Written instruction
Reproduce exactly the lines from the line containing "[mark] shaded ground" through the end of the records below, including both ends, and nothing else.
------ Data rows
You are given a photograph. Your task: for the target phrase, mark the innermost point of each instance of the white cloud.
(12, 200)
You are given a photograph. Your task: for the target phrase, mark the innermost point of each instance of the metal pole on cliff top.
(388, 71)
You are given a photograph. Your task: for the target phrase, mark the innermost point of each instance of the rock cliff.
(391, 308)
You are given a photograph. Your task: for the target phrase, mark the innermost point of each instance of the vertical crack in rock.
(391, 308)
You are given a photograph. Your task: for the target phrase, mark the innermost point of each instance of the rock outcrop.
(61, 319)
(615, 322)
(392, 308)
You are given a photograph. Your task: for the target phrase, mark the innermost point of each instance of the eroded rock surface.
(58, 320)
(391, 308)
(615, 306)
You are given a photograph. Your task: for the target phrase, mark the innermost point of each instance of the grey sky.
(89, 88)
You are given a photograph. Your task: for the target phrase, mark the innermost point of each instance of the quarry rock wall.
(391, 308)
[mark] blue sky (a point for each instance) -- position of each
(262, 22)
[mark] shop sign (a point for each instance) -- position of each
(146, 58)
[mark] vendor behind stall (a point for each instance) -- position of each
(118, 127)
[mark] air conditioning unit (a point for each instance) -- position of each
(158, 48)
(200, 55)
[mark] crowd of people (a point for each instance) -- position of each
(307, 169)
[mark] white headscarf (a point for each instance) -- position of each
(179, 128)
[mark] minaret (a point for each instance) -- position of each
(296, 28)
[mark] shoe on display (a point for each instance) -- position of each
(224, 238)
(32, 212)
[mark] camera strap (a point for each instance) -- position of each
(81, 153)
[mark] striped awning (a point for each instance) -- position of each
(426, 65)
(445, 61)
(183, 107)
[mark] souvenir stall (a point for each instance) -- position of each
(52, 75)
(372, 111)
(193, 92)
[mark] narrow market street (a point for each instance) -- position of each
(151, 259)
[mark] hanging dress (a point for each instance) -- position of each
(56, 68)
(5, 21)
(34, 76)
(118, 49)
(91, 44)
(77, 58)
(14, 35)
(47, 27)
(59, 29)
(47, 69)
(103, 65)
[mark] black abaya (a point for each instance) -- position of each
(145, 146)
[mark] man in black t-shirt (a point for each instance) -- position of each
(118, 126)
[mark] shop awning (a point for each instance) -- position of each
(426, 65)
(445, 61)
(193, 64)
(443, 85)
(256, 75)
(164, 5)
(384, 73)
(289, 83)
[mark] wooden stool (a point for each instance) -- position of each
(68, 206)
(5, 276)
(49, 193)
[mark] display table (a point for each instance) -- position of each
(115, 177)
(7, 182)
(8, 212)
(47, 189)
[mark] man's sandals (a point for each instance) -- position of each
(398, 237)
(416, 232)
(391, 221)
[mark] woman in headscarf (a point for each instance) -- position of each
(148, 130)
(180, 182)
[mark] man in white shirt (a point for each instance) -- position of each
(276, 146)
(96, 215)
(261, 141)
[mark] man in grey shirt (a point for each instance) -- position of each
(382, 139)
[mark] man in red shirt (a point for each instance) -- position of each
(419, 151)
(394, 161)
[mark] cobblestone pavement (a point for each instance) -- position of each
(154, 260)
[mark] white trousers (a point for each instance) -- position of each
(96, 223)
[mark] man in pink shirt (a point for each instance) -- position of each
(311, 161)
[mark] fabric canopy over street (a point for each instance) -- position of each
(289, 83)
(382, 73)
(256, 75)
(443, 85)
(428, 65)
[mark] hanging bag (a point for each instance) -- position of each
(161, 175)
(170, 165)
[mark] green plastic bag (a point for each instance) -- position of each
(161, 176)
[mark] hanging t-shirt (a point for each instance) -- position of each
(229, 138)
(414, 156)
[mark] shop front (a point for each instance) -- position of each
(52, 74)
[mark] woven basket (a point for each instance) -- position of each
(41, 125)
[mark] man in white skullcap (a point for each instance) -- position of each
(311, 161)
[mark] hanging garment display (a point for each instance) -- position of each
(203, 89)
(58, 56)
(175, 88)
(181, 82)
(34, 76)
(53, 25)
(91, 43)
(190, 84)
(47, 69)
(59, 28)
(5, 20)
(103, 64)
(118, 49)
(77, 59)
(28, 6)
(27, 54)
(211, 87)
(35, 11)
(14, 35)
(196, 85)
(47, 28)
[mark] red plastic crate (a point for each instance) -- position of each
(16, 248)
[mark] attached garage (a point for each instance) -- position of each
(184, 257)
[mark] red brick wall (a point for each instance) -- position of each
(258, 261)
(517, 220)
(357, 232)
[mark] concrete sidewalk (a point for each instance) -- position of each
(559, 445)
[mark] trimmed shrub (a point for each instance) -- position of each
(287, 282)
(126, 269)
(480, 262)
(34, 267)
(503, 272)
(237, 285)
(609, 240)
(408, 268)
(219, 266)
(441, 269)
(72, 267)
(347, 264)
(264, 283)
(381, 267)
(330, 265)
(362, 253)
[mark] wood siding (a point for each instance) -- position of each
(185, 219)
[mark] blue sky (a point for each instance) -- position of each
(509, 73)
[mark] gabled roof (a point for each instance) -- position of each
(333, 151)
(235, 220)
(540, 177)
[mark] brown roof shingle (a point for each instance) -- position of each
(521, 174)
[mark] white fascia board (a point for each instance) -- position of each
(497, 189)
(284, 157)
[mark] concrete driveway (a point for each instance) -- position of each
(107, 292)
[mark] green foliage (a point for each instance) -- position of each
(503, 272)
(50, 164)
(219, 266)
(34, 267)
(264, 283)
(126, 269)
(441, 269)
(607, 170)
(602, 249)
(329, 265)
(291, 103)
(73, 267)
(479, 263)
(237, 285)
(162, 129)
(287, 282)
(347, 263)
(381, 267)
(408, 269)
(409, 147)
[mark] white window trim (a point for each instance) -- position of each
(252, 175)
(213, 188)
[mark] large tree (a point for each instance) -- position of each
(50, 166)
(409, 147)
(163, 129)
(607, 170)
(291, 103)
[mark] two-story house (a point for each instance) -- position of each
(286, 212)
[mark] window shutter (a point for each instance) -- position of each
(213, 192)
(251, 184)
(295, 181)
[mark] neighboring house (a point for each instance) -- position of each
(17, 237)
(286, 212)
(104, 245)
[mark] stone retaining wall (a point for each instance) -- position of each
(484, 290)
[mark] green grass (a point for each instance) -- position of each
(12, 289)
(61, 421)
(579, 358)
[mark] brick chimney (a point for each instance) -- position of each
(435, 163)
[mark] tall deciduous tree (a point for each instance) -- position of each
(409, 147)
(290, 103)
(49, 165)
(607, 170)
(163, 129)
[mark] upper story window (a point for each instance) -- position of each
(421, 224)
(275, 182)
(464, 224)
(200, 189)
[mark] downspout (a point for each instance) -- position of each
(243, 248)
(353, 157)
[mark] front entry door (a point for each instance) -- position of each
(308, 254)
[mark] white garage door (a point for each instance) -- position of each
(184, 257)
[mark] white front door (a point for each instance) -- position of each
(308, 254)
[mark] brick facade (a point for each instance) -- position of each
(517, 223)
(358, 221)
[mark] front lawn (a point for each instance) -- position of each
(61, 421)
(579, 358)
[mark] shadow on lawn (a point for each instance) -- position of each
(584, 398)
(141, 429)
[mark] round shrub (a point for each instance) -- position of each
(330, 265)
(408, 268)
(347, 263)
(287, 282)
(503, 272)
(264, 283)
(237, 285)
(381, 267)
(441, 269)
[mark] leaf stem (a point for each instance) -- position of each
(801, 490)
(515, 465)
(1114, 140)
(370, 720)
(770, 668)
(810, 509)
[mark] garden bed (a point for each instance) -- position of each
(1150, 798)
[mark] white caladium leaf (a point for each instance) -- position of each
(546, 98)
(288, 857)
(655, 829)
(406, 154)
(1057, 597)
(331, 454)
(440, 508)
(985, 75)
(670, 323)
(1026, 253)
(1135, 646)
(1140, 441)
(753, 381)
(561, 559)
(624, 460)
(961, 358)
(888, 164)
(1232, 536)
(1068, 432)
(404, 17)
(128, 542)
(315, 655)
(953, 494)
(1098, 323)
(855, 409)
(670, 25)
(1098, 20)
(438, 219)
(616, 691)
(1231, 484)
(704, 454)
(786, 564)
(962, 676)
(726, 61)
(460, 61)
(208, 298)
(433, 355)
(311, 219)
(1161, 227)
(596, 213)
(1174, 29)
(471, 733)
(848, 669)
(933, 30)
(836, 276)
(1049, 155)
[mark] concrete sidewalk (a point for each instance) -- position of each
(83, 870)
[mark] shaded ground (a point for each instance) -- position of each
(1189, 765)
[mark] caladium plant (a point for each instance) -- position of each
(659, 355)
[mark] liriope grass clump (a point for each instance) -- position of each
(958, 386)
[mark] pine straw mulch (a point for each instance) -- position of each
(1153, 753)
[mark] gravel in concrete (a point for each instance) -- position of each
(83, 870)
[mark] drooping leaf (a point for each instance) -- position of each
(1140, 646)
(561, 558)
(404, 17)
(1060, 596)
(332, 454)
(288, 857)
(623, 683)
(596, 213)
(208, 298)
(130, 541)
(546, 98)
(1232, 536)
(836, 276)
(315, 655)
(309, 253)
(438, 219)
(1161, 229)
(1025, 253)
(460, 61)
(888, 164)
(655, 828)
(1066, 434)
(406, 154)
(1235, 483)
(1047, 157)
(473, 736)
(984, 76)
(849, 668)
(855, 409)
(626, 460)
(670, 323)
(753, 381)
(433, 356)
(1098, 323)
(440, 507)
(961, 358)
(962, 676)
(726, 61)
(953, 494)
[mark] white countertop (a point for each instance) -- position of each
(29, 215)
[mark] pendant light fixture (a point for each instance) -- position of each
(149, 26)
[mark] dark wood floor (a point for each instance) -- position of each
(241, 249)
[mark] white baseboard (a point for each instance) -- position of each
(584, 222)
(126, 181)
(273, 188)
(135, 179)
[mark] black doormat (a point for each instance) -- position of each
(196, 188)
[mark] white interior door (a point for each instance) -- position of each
------------
Completed exercise
[mark] shaded ground (a point for each instance) -- position of each
(1189, 765)
[mark] caladium plant (a point for each instance) -- position of each
(659, 355)
[mark] liriope grass clump (a point for each instance) -- position of each
(958, 386)
[mark] pine straw mulch (a point for each instance) -- position of each
(1153, 753)
[mark] gravel in concrete (a point for each instance) -- position of each
(83, 870)
[mark] drooping leaf (a point for each instance) -- position of each
(1140, 646)
(561, 558)
(404, 17)
(1060, 596)
(332, 454)
(288, 857)
(623, 683)
(596, 213)
(208, 298)
(130, 541)
(546, 98)
(1232, 536)
(836, 276)
(315, 655)
(309, 253)
(438, 219)
(1161, 229)
(1025, 253)
(460, 61)
(888, 164)
(655, 828)
(1066, 434)
(406, 154)
(1235, 483)
(1047, 157)
(473, 736)
(984, 76)
(849, 668)
(855, 409)
(626, 460)
(670, 323)
(753, 381)
(433, 356)
(1098, 323)
(440, 507)
(961, 358)
(962, 676)
(726, 61)
(953, 494)
[mark] white countertop (a point for each instance) -- position of each
(29, 215)
[mark] pendant light fixture (a point for each instance) -- position of each
(149, 26)
[mark] dark wood floor (a point for each instance) -- position of each
(241, 249)
[mark] white baseboard (a point for each instance) -- position of each
(584, 222)
(126, 181)
(273, 188)
(135, 179)
[mark] black doormat (a point for each instance) -- position of each
(196, 188)
[mark] white interior door (a point for each instance) -- position of each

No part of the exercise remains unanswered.